__Instructions to follow__
Below are records to print word for word; include none of their pictures.

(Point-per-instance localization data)
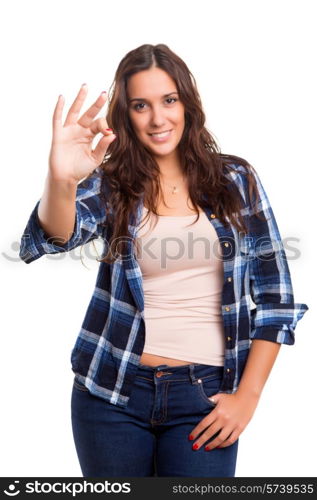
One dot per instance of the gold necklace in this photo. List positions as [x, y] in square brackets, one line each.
[175, 188]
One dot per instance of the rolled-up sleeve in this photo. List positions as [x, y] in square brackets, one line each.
[89, 223]
[276, 314]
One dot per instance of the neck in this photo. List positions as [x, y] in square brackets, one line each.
[170, 170]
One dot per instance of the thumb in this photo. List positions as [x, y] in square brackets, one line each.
[102, 146]
[216, 398]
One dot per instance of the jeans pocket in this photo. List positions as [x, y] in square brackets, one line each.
[79, 385]
[209, 386]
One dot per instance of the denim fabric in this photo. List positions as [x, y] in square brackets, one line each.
[149, 437]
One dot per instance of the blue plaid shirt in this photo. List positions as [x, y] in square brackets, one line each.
[257, 296]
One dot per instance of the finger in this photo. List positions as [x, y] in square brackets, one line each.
[91, 113]
[75, 108]
[205, 422]
[102, 146]
[227, 442]
[58, 113]
[210, 433]
[100, 126]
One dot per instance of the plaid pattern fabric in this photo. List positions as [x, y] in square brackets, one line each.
[257, 298]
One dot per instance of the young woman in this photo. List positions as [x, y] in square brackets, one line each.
[193, 297]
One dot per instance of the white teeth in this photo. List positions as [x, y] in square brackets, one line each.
[163, 134]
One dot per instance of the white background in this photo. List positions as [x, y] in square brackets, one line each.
[254, 65]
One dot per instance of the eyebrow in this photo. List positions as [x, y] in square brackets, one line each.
[141, 99]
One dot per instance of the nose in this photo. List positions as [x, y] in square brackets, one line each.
[157, 117]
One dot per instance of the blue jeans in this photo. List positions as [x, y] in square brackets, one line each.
[150, 436]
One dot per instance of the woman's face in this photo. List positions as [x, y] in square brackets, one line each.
[154, 107]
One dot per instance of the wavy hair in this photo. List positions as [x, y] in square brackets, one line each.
[129, 171]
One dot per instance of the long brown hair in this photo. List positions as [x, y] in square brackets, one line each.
[128, 167]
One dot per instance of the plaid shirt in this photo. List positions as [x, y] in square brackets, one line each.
[109, 345]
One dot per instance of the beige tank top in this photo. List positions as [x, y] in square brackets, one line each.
[182, 281]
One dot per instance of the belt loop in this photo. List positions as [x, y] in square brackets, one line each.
[191, 373]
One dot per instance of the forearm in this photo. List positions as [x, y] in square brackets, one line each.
[57, 209]
[260, 361]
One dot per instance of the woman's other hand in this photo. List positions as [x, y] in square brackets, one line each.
[229, 418]
[71, 156]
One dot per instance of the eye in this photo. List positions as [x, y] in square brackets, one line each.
[137, 108]
[172, 99]
[139, 104]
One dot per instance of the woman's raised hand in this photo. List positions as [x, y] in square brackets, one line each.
[71, 156]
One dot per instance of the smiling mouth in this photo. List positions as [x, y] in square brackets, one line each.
[161, 134]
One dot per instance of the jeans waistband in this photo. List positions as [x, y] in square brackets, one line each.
[192, 371]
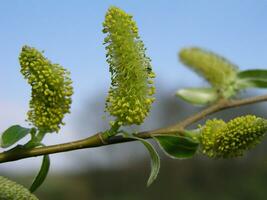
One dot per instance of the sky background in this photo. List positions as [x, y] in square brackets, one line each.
[70, 34]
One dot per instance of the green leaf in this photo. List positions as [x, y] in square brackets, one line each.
[39, 179]
[253, 74]
[252, 78]
[177, 147]
[12, 135]
[198, 96]
[155, 159]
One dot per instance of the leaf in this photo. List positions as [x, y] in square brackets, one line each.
[198, 96]
[42, 174]
[177, 147]
[253, 74]
[252, 78]
[12, 135]
[155, 159]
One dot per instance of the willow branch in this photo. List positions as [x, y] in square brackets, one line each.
[97, 140]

__Output of the task__
One dot per instance of the gold necklace in this photo. List positions as [x, y] in square brackets, one line each.
[175, 188]
One dot per instance of the rolled-up sleeve in this photo. List positions as [x, y] in square brackets, one line each.
[89, 223]
[276, 314]
One dot per instance of the neck in this photo. List positions as [x, y] in square brackets, one line each.
[170, 170]
One dot per instance of the thumb in this photo. List positions as [x, y] in square brackets, one line each.
[102, 146]
[216, 398]
One dot per instance of the jeans pocket in this photo. List positions as [x, y] in square brackets, one line each.
[79, 385]
[209, 386]
One dot per instance of the denim fabric in this photo. List positions as [x, y] in square brackets, one line each.
[149, 437]
One dot per instance of the blue plaid shirt in this photo. List positions as [x, y] in square brackets, one line each.
[257, 296]
One dot per instance of the finger in this photo. List positions as [x, y] in square brackets, one line each.
[91, 113]
[75, 108]
[205, 422]
[102, 146]
[227, 442]
[58, 113]
[210, 433]
[100, 126]
One dot per instance of the plaid pattern fabric in this photo. List positions as [x, y] in square brackets, one line each.
[257, 298]
One dot per instance of the young woman in this photo. List positions as [x, y] in square brackets, one line each.
[193, 297]
One dot per instance of the white teeth in this photo. List positions as [x, y] in square brackets, one line each.
[163, 134]
One dot per instance of the white background in this photo. List positions as [x, y] in square brackets, one line each.
[254, 65]
One dot per instance of the eyebrow in this photo. List positions as [x, y] in square brackets, one line each.
[141, 99]
One dot per instance of the nose in this photo. List positions as [x, y] in square brackets, one line each.
[157, 117]
One dot per instance of the blue jeans in this photo. List positions as [x, y] in square brackets, one line each.
[150, 436]
One dot per instance of the woman's face in this photo. List positions as [x, y] in square brackets, one line each.
[154, 107]
One dot per instance of the wavy hair in this photo. List positions as [x, y] in square brackets, one line each.
[129, 171]
One dot per instance of the long brown hair in this photo. List positions as [x, y] in square brackets, one line each.
[128, 167]
One dot per instance of the plaid shirt in this photo. List positions as [x, y] in square brackets, one line each.
[109, 345]
One dot per instance of the beige tank top in this photo. List positions as [x, y] in square brackets, one line each.
[182, 281]
One dot per instance of the belt loop in this photo. List positions as [x, y] in square brackets, one line each.
[191, 373]
One dot per instance of the forearm in this photo. List positions as [x, y] in square brackets, one line each.
[57, 209]
[260, 361]
One dot per instance of the woman's other hand in this photo. List positions as [x, y] in square brackets, one line each.
[229, 418]
[71, 156]
One dot per instance of the eye in this photo. List positions as [x, y] in square brackets, one line each.
[137, 108]
[172, 99]
[139, 104]
One dot per instance of the woman's raised hand in this photo. List positions as [x, y] in square brackets, one line each.
[71, 156]
One dot per instance of the smiling mouth in this photo. List positions as [x, y] in square brackets, one line each.
[161, 134]
One dot per instance of the jeans waistband in this photo. List positions as [x, y] in square brackets, one line each.
[192, 371]
One dot per instance of the sky background in this photo. List positions as [x, y] in square brackets, one line each.
[70, 34]
One dot per instance of the green leaf in this photo. List positions as [x, y] in square brackets, one line each.
[39, 179]
[253, 74]
[252, 78]
[177, 147]
[12, 135]
[198, 96]
[155, 159]
One dot per instance of the leaf in this photo. List positions as [x, y] in square brackets, one line each.
[198, 96]
[42, 174]
[177, 147]
[253, 74]
[252, 78]
[12, 135]
[155, 159]
One dot per instance of the willow branch in this photo. List positions as [x, y] in square brackets, one line each.
[97, 140]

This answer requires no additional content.